The exercise - Pull out every line of the items below that contains the string "green". Case counts.

══ Working data ══

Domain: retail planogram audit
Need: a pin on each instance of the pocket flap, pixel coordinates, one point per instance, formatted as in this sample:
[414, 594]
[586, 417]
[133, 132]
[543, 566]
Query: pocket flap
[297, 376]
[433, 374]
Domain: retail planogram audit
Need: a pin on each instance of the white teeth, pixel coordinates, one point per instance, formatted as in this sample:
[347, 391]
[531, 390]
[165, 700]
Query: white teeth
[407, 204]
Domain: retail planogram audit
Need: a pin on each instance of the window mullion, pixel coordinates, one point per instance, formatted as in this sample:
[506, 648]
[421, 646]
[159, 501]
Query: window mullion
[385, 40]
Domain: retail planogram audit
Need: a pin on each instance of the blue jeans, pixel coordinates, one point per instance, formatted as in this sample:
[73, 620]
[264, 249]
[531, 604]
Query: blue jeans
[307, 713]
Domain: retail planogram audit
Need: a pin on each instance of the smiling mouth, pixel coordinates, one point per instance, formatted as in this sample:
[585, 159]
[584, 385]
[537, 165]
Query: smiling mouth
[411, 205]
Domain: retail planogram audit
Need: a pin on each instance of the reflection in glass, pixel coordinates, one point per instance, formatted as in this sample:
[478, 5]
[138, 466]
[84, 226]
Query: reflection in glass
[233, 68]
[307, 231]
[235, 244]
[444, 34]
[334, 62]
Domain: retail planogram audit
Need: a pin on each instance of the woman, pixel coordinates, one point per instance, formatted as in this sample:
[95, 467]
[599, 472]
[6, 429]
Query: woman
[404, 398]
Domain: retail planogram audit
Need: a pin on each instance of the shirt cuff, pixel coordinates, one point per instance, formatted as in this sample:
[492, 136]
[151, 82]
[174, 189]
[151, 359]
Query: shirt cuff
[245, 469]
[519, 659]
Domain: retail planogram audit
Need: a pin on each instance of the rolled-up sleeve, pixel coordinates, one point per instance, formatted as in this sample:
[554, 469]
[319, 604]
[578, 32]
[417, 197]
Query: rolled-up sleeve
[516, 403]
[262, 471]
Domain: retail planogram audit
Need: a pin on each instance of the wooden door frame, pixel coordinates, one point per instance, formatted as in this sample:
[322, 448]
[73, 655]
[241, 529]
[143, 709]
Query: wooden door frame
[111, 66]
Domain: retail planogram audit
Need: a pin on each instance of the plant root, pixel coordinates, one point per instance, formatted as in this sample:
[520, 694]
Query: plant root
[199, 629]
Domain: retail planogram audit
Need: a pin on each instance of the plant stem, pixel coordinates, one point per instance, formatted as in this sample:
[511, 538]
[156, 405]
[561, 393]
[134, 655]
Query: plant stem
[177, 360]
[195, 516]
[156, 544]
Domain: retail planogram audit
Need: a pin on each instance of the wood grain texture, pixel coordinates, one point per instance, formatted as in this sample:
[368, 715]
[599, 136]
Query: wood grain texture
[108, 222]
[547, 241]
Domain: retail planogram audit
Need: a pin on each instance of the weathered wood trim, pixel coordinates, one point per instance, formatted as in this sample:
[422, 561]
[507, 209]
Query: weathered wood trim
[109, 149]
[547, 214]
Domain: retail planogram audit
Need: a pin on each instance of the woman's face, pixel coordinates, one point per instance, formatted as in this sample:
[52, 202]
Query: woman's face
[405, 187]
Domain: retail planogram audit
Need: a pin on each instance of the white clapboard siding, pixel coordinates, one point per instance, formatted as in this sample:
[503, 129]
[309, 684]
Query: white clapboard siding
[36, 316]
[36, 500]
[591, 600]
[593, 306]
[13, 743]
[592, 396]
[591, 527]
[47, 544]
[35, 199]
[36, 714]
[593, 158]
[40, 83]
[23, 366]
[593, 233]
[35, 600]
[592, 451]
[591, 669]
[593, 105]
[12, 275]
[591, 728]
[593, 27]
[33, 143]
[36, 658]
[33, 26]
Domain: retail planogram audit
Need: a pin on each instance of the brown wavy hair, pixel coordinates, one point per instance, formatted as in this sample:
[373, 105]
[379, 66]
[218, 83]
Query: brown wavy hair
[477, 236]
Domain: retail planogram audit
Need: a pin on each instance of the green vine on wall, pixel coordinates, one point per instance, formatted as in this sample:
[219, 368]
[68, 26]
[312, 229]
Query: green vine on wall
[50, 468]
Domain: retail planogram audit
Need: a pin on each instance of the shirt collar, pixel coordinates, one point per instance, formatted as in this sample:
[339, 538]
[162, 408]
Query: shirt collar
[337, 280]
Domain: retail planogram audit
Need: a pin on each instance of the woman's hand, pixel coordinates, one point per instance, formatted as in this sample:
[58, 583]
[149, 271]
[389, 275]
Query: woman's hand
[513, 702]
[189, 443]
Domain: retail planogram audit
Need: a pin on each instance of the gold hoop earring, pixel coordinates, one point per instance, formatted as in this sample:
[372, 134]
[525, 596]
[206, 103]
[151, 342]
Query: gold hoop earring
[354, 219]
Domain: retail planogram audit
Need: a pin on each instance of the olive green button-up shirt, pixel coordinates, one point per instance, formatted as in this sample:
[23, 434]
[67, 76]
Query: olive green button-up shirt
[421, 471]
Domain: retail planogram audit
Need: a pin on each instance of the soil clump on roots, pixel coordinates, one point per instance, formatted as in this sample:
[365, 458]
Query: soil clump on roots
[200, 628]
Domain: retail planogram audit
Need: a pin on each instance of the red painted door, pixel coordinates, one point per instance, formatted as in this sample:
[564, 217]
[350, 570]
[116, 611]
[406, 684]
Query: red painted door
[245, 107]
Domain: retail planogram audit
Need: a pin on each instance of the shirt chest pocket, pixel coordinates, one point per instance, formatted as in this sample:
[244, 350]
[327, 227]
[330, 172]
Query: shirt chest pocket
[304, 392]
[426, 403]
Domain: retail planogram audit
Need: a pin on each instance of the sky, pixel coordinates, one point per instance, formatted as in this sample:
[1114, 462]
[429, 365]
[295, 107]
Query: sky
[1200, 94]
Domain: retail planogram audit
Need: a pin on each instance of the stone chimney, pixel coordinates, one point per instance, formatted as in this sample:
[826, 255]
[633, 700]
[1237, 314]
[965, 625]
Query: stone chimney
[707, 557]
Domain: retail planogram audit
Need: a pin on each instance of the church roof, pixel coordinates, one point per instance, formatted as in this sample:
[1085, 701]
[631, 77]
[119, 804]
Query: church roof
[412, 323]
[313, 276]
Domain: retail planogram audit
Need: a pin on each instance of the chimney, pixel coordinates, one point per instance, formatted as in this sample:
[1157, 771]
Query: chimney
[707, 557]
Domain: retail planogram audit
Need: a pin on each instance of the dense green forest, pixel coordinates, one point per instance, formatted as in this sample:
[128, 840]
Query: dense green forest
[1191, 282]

═══

Response to the exercise -
Need: a pin on each instance of the green vine on wall, pixel coordinates, one point per instance, formatted as in this sample:
Query: green vine on wall
Need: a pin on each instance of the olive green button-up shirt, pixel coordinates, one point per instance, formatted as in this sample:
Query: olive green button-up shirt
Need: a pin on each instance of the dense green forest, pixel coordinates, one point per instance, formatted as in this sample:
Query: dense green forest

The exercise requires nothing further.